Work instructions:
1. In the running blog, what was the marquee behind the pyramid in Bridwell Park part of?
2. Pick up the running blog after its last sentence and write the next part.

An ideal habitat, but could not find TT

Beautiful, dead, inaccessible, no TT

Ha! Some bracket fungus, but not TT

A stag in Bridwell Park

My former swimming place, note the noose

Noose from other side (how did I get there?)

Could this be TT?  Apparently not

or this?

wrong shape

might be, but we erred on side of caution

certainly not

Ha! At last! We harvested this

Strange pyramid in Bridwell Park

This monument was strange, ugly and out of keeping IMHO. My research yielded only one hit which claims that some 250m east of the house stands a pyramid composed of stalagmites, which incorporates a trefoiled piscina. I reckon the piscina (a shallow basin placed near the altar of a church) had been removed and there was no sign of a church nearby either. Mysterious.  The marquee in the background was part of the "pop-up cafe" before Covid-19 came along.


The lake at Bridwell

More TT


20181026

Around Willand again

Having run to Bickleigh and back my remaining runs this Willand Trip To Visit Grandma were hardly significant but here are some pictures anyway... Both runs were taken in the early morning before the Other People arose.


Kentisbeare in the gloaming

Dawn over the Blackdown hills

My very own Uffculme water meadows

Double yellow "preliminary caution" after Up train

The railway photos were taken on a brief walk prior and preparatory to a large dinner. As I have intimated elsewhere I have a thing about railways and signalling. Sorry to those of you who do not share my infatuations.

Receding Down train

Autumn

Early morning Culm mist, Cullompton



20150420

Around Rural Willand 5




Mornings at Ali's mum's house are free time for me. Ali's mum does not surface until about 10 a.m. and Ali likes to stay in bed. I wake naturally when it gets light which is about 6 a.m. and whilst lying half-awake under the bed-clothes is nice for maybe half an hour, after that I am raring to go. Even after a longish run there is still free time so I started listening to Bruckner's 5th by Celibidache. Wow! sums it up. I mention this here because it reminded me of running. The beauty of the countryside flows past me much as does Bruckner's music. A bit like Grieg's Morgenstemning doing good justice to a real sun-rise or Rossini's Overture to Guillaume Tell  to a real storm although those examples are too specific whilst with Bruckner it is more generic.

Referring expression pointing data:
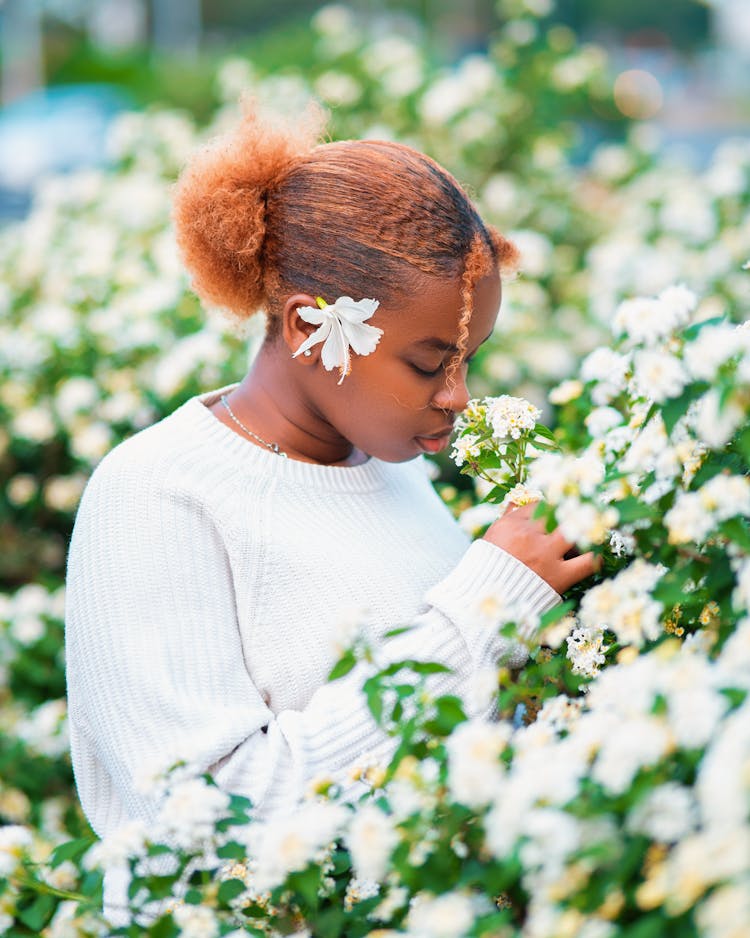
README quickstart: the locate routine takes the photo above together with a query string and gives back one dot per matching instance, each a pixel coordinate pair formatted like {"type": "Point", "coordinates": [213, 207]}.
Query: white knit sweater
{"type": "Point", "coordinates": [206, 579]}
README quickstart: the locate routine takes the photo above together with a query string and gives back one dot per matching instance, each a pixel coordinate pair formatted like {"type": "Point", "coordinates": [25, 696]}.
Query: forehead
{"type": "Point", "coordinates": [429, 315]}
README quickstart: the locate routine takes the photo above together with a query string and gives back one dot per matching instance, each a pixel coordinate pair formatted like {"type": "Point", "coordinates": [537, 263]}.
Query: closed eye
{"type": "Point", "coordinates": [423, 372]}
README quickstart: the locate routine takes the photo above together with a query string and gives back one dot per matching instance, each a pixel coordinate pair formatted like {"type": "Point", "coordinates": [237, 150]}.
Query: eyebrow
{"type": "Point", "coordinates": [443, 346]}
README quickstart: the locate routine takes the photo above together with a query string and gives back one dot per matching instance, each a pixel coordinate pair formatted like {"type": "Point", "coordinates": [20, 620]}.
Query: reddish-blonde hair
{"type": "Point", "coordinates": [265, 212]}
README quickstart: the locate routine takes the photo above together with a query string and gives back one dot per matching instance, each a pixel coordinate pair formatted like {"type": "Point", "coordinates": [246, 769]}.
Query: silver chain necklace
{"type": "Point", "coordinates": [274, 447]}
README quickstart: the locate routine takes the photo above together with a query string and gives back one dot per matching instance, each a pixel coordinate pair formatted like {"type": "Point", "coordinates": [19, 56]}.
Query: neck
{"type": "Point", "coordinates": [272, 403]}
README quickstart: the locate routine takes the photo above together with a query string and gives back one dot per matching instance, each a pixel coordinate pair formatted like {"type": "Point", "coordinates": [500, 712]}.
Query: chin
{"type": "Point", "coordinates": [392, 454]}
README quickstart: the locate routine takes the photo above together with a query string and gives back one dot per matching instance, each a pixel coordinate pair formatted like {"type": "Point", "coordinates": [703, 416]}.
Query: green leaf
{"type": "Point", "coordinates": [633, 509]}
{"type": "Point", "coordinates": [343, 666]}
{"type": "Point", "coordinates": [392, 633]}
{"type": "Point", "coordinates": [38, 914]}
{"type": "Point", "coordinates": [449, 712]}
{"type": "Point", "coordinates": [306, 884]}
{"type": "Point", "coordinates": [541, 430]}
{"type": "Point", "coordinates": [736, 530]}
{"type": "Point", "coordinates": [556, 613]}
{"type": "Point", "coordinates": [230, 889]}
{"type": "Point", "coordinates": [70, 850]}
{"type": "Point", "coordinates": [164, 928]}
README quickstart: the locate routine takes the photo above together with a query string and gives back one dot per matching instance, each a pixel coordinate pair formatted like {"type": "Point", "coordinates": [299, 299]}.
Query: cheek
{"type": "Point", "coordinates": [391, 391]}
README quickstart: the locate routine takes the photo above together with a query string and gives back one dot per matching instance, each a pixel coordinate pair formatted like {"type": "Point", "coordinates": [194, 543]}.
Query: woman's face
{"type": "Point", "coordinates": [398, 402]}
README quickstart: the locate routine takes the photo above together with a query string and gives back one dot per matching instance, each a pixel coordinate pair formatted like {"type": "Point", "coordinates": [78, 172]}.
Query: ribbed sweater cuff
{"type": "Point", "coordinates": [488, 570]}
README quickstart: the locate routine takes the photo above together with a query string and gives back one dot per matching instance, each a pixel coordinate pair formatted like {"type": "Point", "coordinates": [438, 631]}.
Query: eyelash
{"type": "Point", "coordinates": [427, 374]}
{"type": "Point", "coordinates": [434, 374]}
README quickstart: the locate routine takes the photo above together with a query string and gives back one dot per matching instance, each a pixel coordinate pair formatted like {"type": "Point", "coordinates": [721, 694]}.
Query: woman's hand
{"type": "Point", "coordinates": [528, 541]}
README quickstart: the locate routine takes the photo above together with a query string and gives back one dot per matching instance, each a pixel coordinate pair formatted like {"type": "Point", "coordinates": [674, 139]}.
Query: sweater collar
{"type": "Point", "coordinates": [368, 476]}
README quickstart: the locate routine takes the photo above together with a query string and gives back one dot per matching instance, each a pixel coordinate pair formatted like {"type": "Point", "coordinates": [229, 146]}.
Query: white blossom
{"type": "Point", "coordinates": [474, 768]}
{"type": "Point", "coordinates": [371, 837]}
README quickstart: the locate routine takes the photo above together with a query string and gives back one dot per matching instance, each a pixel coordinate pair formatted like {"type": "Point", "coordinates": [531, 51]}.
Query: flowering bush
{"type": "Point", "coordinates": [611, 795]}
{"type": "Point", "coordinates": [620, 809]}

Expected responses:
1. It was part of the "pop-up cafe" before Covid-19 came along.

2.
I left the house at my usual 06:30 to find the earth shrouded in mist. But that was not going to stop me because, having once tasted the Culm water meadows, this my last run had to extend the experience. So I exited Willand via the Bradfield corridor turning left at Stenhill (just to ring the changes) - a mistake: this road is single track at best and full of potholes and random stones. Not only that but the local farmer appears to use it as a cattle trail and furthermore it passes a cattle slurry pit that oozes across the road.

I took the footpath down to the river: another mistake as it passes between the river and the Uffculme sewage treatment plant. But, having put that behind me and having wiped my feet on clean grass, the rest was bliss. The first stretch of river was a repeat of the previous run.


Culm water meadows east of Uffculme

This is what I mean by a path 

Even though the mist persisted, running on this stuff is pure heaven. The grass is soft and wet, the ground under is not smooth, and there are no fences to hem you in.


A bend in the river

Hunkin wood where I turned back towards Uffculme

Hunkin Wood aka Five Fords is on the edge of my map. Here I spied a large dog and its human baring my way forward but, in any case, I had kind of decided to turn back at this point, following the road back into Uffculme and thence home. Later on the dog passed me along this road, riding on the front passenger seat whilst its human drove. Did it have a seat-belt on? Pity I wasn't quick enough to snap a picture.

Uffculme village square

"Uffculme Straight", nearing home

Should I get to visit Willand again, my intention is to follow the river further, perhaps as far as Culmstock.